# START OF SUPPLIED MATERIAL
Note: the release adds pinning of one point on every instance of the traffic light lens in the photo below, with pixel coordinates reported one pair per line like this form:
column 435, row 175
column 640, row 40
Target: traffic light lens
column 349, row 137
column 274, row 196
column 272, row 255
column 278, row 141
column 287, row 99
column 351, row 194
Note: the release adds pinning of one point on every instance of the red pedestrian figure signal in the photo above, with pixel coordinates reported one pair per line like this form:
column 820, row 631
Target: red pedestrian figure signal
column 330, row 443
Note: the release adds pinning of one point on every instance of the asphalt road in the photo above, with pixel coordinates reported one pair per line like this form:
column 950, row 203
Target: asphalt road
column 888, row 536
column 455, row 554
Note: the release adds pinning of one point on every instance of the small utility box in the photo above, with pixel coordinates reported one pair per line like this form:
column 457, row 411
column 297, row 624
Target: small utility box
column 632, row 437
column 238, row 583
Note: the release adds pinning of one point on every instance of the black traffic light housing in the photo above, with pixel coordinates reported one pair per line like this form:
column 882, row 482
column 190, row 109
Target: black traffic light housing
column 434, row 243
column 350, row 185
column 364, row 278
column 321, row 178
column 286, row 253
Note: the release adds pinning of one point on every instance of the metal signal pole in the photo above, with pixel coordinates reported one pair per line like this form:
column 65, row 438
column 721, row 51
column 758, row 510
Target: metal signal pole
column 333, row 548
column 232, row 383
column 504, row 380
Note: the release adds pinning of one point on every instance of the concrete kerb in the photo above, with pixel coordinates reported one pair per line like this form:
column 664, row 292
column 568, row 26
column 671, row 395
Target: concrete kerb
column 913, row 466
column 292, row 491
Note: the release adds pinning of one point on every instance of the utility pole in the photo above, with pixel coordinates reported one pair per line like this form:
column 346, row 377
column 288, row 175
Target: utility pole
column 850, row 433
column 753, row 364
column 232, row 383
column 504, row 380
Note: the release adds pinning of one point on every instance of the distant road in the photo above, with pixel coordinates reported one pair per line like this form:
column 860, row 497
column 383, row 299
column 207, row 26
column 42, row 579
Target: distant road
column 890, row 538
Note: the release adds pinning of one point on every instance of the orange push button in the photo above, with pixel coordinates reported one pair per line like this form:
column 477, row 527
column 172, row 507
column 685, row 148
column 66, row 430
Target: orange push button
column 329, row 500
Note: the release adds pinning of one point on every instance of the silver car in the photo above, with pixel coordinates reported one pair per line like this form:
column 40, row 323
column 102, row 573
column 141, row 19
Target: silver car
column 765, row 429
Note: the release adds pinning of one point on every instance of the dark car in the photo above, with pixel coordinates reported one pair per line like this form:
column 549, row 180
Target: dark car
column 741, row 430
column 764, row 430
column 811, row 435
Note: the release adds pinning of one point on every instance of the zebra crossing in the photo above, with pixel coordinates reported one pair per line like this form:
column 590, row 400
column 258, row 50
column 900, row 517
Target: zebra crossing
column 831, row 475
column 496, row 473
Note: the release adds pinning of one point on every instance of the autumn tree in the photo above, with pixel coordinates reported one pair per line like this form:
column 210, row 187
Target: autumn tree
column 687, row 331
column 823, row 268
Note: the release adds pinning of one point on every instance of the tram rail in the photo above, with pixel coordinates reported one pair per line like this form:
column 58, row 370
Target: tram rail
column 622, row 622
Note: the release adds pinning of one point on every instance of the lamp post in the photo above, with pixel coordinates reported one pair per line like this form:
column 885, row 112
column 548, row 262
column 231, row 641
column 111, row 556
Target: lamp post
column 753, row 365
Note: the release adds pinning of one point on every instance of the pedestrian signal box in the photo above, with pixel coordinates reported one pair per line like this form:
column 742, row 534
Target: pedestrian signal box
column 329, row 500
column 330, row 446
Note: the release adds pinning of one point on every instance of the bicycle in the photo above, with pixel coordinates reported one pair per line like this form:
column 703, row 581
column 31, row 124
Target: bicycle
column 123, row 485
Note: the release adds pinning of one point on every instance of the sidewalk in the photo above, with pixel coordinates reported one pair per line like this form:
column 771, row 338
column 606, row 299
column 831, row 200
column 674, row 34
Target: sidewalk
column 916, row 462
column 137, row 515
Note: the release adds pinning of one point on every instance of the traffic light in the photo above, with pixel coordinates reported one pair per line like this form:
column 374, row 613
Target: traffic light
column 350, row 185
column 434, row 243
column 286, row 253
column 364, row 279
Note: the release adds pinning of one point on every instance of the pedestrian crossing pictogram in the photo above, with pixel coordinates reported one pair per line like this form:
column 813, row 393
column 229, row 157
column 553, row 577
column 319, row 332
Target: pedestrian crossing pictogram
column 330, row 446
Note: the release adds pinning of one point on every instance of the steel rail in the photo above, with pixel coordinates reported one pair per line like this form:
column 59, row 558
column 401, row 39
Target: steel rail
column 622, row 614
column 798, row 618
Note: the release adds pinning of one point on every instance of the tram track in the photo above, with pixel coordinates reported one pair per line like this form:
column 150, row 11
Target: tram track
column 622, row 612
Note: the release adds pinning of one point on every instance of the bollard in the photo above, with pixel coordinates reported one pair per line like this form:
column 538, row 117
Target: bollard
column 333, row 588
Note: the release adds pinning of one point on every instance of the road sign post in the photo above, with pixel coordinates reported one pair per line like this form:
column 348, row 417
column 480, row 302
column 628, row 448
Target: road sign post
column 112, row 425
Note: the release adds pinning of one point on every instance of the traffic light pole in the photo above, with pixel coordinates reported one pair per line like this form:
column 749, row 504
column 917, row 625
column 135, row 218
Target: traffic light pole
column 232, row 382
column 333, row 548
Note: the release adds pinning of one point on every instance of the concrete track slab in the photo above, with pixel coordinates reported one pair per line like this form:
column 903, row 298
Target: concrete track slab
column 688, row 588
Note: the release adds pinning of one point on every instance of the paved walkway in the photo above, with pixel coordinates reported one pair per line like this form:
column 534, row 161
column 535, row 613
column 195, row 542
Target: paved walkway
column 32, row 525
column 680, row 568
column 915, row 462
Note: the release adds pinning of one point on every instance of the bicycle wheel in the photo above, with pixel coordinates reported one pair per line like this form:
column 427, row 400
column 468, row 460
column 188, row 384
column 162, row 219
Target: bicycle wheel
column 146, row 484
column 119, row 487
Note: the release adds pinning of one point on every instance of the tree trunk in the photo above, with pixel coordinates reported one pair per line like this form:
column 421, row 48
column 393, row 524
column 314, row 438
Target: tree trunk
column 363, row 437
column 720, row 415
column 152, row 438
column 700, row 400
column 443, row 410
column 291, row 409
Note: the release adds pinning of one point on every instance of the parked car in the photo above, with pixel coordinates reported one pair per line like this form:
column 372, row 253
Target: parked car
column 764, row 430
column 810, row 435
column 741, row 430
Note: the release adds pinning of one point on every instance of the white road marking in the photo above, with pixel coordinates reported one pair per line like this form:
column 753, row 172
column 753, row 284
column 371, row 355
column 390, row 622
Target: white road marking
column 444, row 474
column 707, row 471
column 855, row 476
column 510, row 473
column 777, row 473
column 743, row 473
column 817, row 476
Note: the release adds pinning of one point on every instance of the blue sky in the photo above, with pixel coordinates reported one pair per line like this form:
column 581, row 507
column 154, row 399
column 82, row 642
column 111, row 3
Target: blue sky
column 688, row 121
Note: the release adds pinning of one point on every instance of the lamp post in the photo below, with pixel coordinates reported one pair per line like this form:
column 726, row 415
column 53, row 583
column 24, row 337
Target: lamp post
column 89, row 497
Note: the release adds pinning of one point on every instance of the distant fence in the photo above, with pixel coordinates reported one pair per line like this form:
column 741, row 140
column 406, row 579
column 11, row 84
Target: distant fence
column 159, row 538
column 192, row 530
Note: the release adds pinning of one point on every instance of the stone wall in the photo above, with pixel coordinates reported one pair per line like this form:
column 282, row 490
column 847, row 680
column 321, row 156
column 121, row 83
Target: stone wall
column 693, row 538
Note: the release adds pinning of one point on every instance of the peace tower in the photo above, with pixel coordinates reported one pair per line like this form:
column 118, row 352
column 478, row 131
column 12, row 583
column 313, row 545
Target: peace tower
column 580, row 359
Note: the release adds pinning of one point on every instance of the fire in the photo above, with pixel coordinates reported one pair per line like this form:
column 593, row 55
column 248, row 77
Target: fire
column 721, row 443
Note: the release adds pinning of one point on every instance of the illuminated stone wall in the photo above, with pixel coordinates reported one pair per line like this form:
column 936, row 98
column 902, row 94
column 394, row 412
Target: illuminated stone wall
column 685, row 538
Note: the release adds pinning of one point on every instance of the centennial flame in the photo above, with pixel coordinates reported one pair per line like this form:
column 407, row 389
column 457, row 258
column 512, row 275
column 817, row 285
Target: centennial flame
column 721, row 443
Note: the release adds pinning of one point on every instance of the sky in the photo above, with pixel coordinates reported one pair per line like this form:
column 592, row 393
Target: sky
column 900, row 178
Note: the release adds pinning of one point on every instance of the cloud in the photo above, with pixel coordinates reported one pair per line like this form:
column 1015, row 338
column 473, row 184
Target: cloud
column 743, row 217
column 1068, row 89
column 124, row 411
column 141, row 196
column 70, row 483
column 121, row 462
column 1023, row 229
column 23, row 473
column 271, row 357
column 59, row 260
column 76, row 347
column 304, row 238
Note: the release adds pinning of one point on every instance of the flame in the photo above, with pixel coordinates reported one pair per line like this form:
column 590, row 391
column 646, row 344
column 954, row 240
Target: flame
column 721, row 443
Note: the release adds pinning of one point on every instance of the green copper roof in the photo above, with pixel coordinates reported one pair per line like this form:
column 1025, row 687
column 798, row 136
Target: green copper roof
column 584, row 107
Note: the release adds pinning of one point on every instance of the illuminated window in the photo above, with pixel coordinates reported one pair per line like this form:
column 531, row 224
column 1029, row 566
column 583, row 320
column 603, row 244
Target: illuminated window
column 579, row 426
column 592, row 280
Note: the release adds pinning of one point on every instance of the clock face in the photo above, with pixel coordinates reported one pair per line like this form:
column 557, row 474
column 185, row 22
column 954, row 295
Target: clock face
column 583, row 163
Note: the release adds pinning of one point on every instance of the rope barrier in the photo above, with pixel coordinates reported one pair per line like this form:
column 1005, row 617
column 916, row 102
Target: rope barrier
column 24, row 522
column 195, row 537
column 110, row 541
# END OF SUPPLIED MATERIAL
● **GOAL OF THE EXERCISE**: Please return the lines from the line with "of the steel" to the line with "column 915, row 462", both included, with nothing changed.

● **OUTPUT**:
Note: the release adds pinning of one point on every instance of the steel rail in the photo above, with pixel coordinates reported one pair per line like this form:
column 59, row 558
column 401, row 39
Target: steel rail
column 622, row 614
column 798, row 618
Note: the release adds pinning of one point on every instance of the tram track in the photo above, with pixel coordinates reported one pair per line like this form:
column 150, row 11
Target: tram track
column 622, row 612
Note: the release adds pinning of one point on every instance of the bollard in the photo above, with pixel coordinates reported one pair per line like this form:
column 538, row 117
Target: bollard
column 333, row 588
Note: the release adds pinning of one point on every instance of the road sign post in the photo above, with pixel coordinates reported one pair per line like this form:
column 348, row 417
column 480, row 302
column 628, row 448
Target: road sign post
column 112, row 425
Note: the release adds pinning of one point on every instance of the traffic light pole in the photo above, with pixel coordinates reported one pair per line like this form:
column 749, row 504
column 917, row 625
column 135, row 218
Target: traffic light pole
column 232, row 382
column 333, row 548
Note: the release adds pinning of one point on every instance of the concrete track slab in the photo above, with pixel coordinates reported one pair per line like this form:
column 903, row 298
Target: concrete track slab
column 688, row 588
Note: the release adds pinning of one point on every instance of the paved walkway in the photo above, with pixel coordinates reported one pair per line like this form:
column 534, row 161
column 535, row 613
column 195, row 542
Target: paved walkway
column 32, row 525
column 680, row 568
column 915, row 462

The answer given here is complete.